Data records
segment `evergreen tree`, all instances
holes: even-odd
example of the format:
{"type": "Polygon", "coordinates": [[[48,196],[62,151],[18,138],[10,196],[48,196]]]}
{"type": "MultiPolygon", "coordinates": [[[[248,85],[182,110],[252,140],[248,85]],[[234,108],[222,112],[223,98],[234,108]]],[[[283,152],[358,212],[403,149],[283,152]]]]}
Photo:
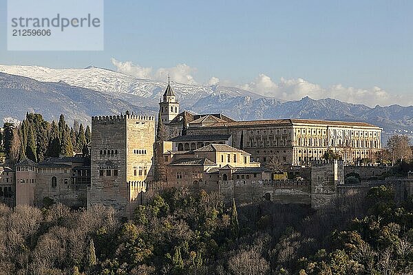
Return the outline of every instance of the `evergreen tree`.
{"type": "Polygon", "coordinates": [[[160,111],[158,115],[158,128],[156,129],[156,141],[165,142],[167,138],[167,129],[160,117],[160,111]]]}
{"type": "Polygon", "coordinates": [[[25,148],[25,155],[30,160],[37,162],[37,154],[36,153],[36,141],[32,127],[30,127],[28,134],[28,141],[25,148]]]}
{"type": "Polygon", "coordinates": [[[63,137],[63,133],[65,132],[65,130],[66,129],[66,122],[65,121],[65,116],[63,116],[63,113],[61,114],[60,117],[59,118],[58,126],[59,126],[59,138],[60,138],[61,140],[62,140],[63,137]]]}
{"type": "Polygon", "coordinates": [[[74,150],[74,147],[76,146],[76,133],[74,133],[74,130],[73,129],[73,128],[70,128],[69,133],[70,133],[70,142],[72,143],[72,145],[74,150]]]}
{"type": "Polygon", "coordinates": [[[12,162],[19,160],[20,151],[20,137],[19,129],[12,123],[5,123],[3,126],[3,146],[6,156],[12,162]]]}
{"type": "Polygon", "coordinates": [[[85,138],[86,139],[86,144],[89,144],[89,143],[92,141],[92,133],[90,131],[90,127],[89,127],[89,125],[86,126],[86,130],[85,131],[85,138]]]}
{"type": "Polygon", "coordinates": [[[62,139],[61,140],[61,154],[67,157],[73,156],[73,146],[72,144],[72,139],[70,138],[70,130],[69,126],[66,125],[63,130],[62,139]]]}
{"type": "Polygon", "coordinates": [[[90,240],[89,243],[89,251],[87,252],[87,266],[92,267],[96,264],[96,254],[95,253],[94,244],[93,240],[90,240]]]}
{"type": "Polygon", "coordinates": [[[158,116],[156,142],[153,145],[155,153],[155,180],[165,182],[167,179],[167,169],[163,157],[163,142],[167,139],[167,131],[160,117],[158,116]]]}
{"type": "Polygon", "coordinates": [[[235,199],[233,198],[231,207],[231,225],[233,235],[237,237],[240,234],[240,224],[238,223],[238,212],[237,212],[235,199]]]}
{"type": "Polygon", "coordinates": [[[85,130],[83,129],[83,124],[81,123],[79,126],[79,131],[76,139],[76,145],[74,146],[74,151],[76,153],[82,152],[83,146],[86,145],[86,138],[85,137],[85,130]]]}
{"type": "Polygon", "coordinates": [[[184,268],[184,261],[181,255],[180,248],[178,246],[175,247],[175,253],[172,256],[172,265],[177,274],[180,274],[180,271],[184,268]]]}
{"type": "Polygon", "coordinates": [[[53,120],[49,134],[49,144],[47,146],[47,155],[49,157],[57,157],[61,151],[59,127],[53,120]]]}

■ **TASK STATEMENT**
Exclude the pictures, and transcribe all of the material exactly.

■ **THE COMPLETED TASK**
segment `evergreen tree`, all instances
holes: even-odd
example of the format:
{"type": "Polygon", "coordinates": [[[48,196],[62,151],[18,138],[10,196],[48,196]]]}
{"type": "MultiPolygon", "coordinates": [[[[248,85],[182,110],[252,140],[248,85]],[[234,108],[222,112],[223,98],[234,108]]],[[[283,152],[358,212],[403,149],[283,152]]]]}
Photo:
Return the outline of every instance of the `evergreen tree`.
{"type": "Polygon", "coordinates": [[[160,111],[158,115],[158,128],[156,129],[156,141],[165,142],[167,138],[167,129],[160,117],[160,111]]]}
{"type": "Polygon", "coordinates": [[[25,148],[25,155],[30,160],[37,162],[37,154],[36,153],[36,141],[32,127],[30,127],[28,134],[28,141],[25,148]]]}
{"type": "Polygon", "coordinates": [[[63,137],[63,133],[65,132],[65,130],[66,129],[66,122],[65,121],[65,116],[63,116],[63,113],[61,114],[60,117],[59,118],[58,126],[59,126],[59,138],[60,138],[61,140],[62,140],[63,137]]]}
{"type": "Polygon", "coordinates": [[[74,150],[74,147],[76,146],[76,133],[74,133],[74,130],[73,129],[73,128],[70,128],[69,133],[70,133],[70,142],[72,143],[72,145],[74,150]]]}
{"type": "Polygon", "coordinates": [[[12,162],[19,160],[20,151],[20,137],[19,129],[12,123],[5,123],[3,126],[3,146],[6,156],[12,162]]]}
{"type": "Polygon", "coordinates": [[[85,138],[86,139],[86,144],[89,144],[89,143],[92,141],[92,133],[90,131],[90,127],[89,127],[89,125],[86,126],[86,130],[85,131],[85,138]]]}
{"type": "Polygon", "coordinates": [[[62,139],[61,140],[61,154],[67,157],[73,156],[73,146],[72,144],[72,139],[70,138],[70,130],[69,126],[66,125],[63,130],[62,139]]]}
{"type": "Polygon", "coordinates": [[[90,240],[89,243],[89,251],[87,252],[87,266],[92,267],[96,264],[96,254],[95,253],[94,244],[93,240],[90,240]]]}
{"type": "Polygon", "coordinates": [[[158,116],[156,142],[153,145],[155,153],[155,180],[165,182],[167,179],[167,169],[163,157],[163,142],[167,139],[167,131],[160,117],[158,116]]]}
{"type": "Polygon", "coordinates": [[[235,199],[233,198],[231,207],[231,225],[233,235],[237,237],[240,234],[240,224],[238,223],[238,212],[237,212],[235,199]]]}
{"type": "Polygon", "coordinates": [[[85,130],[83,129],[83,124],[81,123],[79,126],[79,131],[76,139],[76,145],[74,146],[74,151],[76,153],[82,152],[83,146],[86,145],[86,138],[85,137],[85,130]]]}
{"type": "Polygon", "coordinates": [[[184,268],[184,261],[181,255],[180,248],[178,246],[175,247],[175,253],[172,256],[172,265],[177,274],[180,274],[180,271],[184,268]]]}
{"type": "Polygon", "coordinates": [[[53,120],[49,134],[49,144],[47,146],[47,155],[49,157],[57,157],[61,151],[59,127],[53,120]]]}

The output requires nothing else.